課題文:
ラスト・アクション・ヒーロー LAST ACTION HERO
作曲・指揮:マイケル・ケイメン
Composed and Conducted by MICHAEL KAMEN
演奏:ハリウッド・スタジオ交響楽団
Performed by the Hollywood Studio Symphony
(米La-La Land Records / LLLCD
1645)
1993年製作のアメリカ映画。監督は「シュワルツェネッガー/プレデター」(1987)「ダイ・ハード」(1988)「レッド・オクトーバーを追え!」(1990)「ザ・スタンド」(1991)「ダイ・ハード3」(1995)「トーマス・クラウン・アフェアー」(1999)「閉ざされた森」(2003)等のジョン・マクティアナン(1951〜)。出演はアーノルド・シュワルツェネッガー、F・マーレイ・エイブラハム、アート・カーニー、チャールズ・ダンス、フランク・マクレー、トム・ヌーナン、ロバート・プロスキー、アンソニー・クイン、マーセデス・ルール、オースティン・オブライエン、イアン・マッケラン、ジョーン・プロウライト、ジム・ベルーシ、チェヴィ・チェイス、M・C・ハマー、リトル・リチャード、ロバート・パトリック、マリア・シュライヴァー、シャロン・ストーン、ジャン=クロード・ヴァン・ダム、デイモン・ウェイアンズ、ノア・エメリッヒ、ティナ・ターナー、コリーン・キャンプ、ダニー・デヴィート他。ザック・ペンとアダム・レフの原案を基にデヴィッド・アーノットとシェーン・ブラックが脚本を執筆。撮影はディーン・セムラー。
当時アクション・スターとして人気絶頂だったシュワルツェネッガーがセルフパロディを演じたアクション大作で、豪華カメオ陣が共演している。ウェイトレスの母アイリーン(ルール)と2人暮しの孤独な13歳の少年ダニー・マディガン(オブライエン)は、ロス・アンジェルス市警の刑事ジャック・スレイター(シュワルツェネッガー)が活躍するアクション映画のシリーズに夢中で、今日もタイムズ・スクエアの映画館に入りびたっていた。ダニーの友人である映写技師のニック(プロスキー)は、次回上映のシリーズ最新作のテスト試写にダニーを立ち会わせ、別世界へのパスポートだという黄金に光り輝くチケットを彼に与えた。ダニーひとりしかいない映画館で、新作の上映が始まる――。カリフォルニアのギャングのボス、ヴィヴァルディ(クイン)の邸宅で、スレイターの又従弟フランク(カーニー)が殺し屋たちに痛めつけられていた。助けに現れたスレイターに、瀕死のフランクは組織の情報を伝えてこと切れる。怒ったスレイターが逃げる殺し屋たちを追跡しようとしたとき、ダニーの魔法のチケットが輝いて、彼はスクリーンの中の世界に呑みこまれていった。突然現れた見知らぬ少年に目を丸くするスレイターだったが、ダニーは目の前で展開する怒涛のアクション・シーンの連続に大興奮する……。製作費は8500万ドル。全世界興行収入は1億3730万ドル。

データ項目:

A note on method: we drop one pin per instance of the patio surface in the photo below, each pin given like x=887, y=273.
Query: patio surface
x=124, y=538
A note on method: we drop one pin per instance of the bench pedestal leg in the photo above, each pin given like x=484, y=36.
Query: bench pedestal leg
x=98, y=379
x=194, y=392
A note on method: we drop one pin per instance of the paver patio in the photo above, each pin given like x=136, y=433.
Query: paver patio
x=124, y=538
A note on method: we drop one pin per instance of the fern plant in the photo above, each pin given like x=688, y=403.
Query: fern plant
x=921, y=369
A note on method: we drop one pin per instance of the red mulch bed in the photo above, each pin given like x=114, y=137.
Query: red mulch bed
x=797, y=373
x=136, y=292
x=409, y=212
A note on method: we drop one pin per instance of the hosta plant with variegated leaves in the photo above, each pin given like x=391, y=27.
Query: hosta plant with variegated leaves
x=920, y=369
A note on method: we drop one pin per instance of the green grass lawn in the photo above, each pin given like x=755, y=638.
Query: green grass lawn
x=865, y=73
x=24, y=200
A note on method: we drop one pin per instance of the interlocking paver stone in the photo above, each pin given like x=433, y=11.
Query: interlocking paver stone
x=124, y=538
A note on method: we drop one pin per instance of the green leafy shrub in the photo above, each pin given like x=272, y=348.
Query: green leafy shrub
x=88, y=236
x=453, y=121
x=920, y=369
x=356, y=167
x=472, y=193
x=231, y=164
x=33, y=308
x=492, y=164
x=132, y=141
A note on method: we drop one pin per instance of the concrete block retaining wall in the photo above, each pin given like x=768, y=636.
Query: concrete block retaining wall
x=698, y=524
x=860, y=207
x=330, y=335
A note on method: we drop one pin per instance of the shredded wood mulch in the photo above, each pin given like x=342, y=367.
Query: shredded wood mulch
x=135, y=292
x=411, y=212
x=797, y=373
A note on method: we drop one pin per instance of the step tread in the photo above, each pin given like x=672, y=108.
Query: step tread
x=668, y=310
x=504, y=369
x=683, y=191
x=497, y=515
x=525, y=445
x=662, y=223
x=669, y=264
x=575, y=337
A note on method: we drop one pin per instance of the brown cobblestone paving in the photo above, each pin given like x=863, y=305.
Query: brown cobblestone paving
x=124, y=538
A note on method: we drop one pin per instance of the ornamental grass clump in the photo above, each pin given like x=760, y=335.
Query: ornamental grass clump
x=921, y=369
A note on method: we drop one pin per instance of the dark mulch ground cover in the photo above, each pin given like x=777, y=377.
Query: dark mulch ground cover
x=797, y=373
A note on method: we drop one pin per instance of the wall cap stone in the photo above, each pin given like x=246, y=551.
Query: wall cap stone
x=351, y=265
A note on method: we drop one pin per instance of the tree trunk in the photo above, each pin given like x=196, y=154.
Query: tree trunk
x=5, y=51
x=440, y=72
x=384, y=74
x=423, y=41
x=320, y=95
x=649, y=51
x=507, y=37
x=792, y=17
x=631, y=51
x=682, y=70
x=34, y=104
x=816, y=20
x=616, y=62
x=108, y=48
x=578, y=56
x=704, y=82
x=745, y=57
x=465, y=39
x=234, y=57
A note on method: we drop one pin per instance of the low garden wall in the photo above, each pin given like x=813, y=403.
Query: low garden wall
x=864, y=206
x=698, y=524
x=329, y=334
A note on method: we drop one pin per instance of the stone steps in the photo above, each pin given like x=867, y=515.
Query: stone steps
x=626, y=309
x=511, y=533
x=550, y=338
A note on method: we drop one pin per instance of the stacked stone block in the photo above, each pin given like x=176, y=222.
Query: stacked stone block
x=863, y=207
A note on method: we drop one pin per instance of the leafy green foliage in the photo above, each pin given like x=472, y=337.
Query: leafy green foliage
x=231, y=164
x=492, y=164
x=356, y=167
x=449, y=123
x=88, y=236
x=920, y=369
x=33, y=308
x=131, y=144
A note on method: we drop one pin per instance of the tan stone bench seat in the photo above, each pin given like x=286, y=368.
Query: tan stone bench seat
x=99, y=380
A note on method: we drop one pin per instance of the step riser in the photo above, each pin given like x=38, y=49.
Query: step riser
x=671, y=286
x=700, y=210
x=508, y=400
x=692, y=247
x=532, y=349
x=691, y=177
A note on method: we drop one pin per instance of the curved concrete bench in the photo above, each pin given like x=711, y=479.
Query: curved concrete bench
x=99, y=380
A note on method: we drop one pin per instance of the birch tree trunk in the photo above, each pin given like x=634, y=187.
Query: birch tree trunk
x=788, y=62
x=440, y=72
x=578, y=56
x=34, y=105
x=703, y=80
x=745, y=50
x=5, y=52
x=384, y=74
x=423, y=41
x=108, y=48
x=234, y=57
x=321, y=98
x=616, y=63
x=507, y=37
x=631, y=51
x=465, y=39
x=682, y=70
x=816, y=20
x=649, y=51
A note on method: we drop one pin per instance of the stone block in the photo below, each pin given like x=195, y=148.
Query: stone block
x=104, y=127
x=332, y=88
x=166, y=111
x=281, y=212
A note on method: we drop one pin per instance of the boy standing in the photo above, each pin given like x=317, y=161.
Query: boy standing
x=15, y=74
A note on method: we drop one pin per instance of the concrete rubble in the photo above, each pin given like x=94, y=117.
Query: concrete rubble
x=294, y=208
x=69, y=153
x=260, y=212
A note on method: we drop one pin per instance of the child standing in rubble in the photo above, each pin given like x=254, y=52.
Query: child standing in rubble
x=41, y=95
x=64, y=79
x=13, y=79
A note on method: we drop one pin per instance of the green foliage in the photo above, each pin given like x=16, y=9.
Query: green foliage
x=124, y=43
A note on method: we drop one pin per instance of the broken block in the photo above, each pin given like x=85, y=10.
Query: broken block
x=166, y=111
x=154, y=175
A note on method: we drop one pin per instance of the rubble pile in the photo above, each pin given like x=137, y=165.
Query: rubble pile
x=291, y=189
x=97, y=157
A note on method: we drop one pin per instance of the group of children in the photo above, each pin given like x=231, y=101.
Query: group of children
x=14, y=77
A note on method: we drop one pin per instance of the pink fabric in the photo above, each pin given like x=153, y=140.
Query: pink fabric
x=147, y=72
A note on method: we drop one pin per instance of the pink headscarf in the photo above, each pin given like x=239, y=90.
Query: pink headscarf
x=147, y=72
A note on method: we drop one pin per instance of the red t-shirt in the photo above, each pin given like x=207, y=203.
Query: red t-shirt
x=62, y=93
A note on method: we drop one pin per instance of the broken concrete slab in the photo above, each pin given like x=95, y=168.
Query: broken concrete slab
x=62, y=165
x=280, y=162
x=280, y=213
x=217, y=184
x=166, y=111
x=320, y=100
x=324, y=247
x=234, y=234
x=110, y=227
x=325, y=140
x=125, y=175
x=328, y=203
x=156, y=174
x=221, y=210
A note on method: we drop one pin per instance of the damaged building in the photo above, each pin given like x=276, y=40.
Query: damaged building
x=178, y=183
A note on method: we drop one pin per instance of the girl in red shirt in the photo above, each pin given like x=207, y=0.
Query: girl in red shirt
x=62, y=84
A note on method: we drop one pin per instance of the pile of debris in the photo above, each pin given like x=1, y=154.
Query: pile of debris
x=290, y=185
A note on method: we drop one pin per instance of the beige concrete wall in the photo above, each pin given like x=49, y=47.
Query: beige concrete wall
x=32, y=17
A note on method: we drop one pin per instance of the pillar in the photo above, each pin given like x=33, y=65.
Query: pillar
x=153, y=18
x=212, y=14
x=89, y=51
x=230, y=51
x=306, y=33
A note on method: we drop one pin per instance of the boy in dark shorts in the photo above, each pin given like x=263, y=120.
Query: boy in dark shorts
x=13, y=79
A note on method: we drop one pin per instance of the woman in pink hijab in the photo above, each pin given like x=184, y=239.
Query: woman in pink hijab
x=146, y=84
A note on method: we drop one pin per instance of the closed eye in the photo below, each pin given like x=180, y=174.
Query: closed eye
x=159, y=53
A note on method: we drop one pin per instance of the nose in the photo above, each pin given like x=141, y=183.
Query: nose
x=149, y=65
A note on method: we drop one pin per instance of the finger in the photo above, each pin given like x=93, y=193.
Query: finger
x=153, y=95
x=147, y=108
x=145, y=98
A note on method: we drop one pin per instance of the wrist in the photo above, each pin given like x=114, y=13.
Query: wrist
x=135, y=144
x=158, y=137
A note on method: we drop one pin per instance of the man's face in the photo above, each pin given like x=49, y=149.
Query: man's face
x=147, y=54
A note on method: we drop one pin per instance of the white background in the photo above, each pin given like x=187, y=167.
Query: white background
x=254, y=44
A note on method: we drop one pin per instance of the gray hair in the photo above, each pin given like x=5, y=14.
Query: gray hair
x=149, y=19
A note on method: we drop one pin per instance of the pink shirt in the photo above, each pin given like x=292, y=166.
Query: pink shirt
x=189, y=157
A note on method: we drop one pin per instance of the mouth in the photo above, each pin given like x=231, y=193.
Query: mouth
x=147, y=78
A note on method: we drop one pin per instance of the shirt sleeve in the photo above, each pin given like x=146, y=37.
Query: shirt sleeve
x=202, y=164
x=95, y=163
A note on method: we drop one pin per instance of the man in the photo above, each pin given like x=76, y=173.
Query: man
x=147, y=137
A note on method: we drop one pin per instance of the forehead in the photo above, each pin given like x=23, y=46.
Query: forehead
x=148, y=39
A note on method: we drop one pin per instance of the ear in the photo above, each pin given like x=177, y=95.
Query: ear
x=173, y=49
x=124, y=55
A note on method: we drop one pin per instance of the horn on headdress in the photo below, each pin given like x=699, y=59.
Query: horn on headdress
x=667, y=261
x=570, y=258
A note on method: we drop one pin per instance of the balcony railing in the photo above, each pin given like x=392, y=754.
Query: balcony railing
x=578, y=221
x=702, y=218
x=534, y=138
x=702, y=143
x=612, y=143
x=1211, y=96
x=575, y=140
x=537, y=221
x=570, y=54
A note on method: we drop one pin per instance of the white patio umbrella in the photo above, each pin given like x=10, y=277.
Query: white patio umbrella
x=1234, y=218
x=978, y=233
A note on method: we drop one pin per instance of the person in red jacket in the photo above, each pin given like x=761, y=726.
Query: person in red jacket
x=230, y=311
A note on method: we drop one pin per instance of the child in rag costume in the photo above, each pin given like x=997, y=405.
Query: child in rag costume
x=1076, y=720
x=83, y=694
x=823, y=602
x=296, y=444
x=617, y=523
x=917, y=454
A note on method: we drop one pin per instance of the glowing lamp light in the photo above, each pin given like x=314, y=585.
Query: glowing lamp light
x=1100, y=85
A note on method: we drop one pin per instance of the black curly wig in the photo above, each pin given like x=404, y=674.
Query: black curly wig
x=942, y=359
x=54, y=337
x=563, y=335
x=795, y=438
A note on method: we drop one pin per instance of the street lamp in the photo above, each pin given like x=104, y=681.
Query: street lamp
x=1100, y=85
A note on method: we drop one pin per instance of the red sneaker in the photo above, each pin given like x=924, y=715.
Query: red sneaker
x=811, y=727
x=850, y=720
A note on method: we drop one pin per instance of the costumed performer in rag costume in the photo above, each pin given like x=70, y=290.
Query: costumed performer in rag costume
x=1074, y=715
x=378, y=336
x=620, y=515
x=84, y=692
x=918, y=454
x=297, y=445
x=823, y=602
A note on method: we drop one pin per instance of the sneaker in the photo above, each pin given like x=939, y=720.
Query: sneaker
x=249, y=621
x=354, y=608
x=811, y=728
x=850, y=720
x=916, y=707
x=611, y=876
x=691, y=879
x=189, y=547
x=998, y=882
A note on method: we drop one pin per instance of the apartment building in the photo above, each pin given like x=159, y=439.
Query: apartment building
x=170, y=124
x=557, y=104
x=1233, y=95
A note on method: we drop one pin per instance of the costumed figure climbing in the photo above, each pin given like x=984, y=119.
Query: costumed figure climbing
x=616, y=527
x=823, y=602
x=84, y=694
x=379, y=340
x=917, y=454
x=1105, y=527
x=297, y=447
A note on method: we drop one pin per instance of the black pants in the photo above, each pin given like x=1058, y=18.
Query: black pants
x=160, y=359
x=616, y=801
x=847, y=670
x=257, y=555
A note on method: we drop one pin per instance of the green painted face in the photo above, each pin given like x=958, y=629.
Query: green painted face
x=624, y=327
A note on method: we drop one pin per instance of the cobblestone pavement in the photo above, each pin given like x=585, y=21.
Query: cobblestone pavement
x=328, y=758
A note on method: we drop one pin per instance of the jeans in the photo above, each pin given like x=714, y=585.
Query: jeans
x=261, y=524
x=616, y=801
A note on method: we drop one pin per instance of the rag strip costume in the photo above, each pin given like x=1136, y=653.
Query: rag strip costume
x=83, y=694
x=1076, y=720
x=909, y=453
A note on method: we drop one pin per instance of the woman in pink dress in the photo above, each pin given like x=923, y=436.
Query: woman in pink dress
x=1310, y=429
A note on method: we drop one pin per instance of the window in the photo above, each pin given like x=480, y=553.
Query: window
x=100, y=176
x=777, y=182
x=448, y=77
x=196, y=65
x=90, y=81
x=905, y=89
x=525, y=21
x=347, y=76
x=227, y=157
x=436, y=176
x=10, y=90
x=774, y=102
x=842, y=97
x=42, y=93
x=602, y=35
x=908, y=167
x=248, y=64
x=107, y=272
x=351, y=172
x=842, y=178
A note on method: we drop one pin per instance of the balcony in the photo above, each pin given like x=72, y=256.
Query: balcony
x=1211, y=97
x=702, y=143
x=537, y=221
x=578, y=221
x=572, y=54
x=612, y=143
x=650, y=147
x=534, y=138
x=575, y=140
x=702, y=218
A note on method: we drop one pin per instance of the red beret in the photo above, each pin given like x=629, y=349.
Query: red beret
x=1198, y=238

課題:
上の課題文をもとに、次の問いに答えてください。
(a) この映画の監督は誰ですか。
(b) ダニーに黄金に光り輝くチケットを与えた映写技師の名前は何ですか。
(c) この映画の製作費はいくらですか。

解答:
(a) ジョン・マクティアナン
(b) ニック
(c) 8500万ドル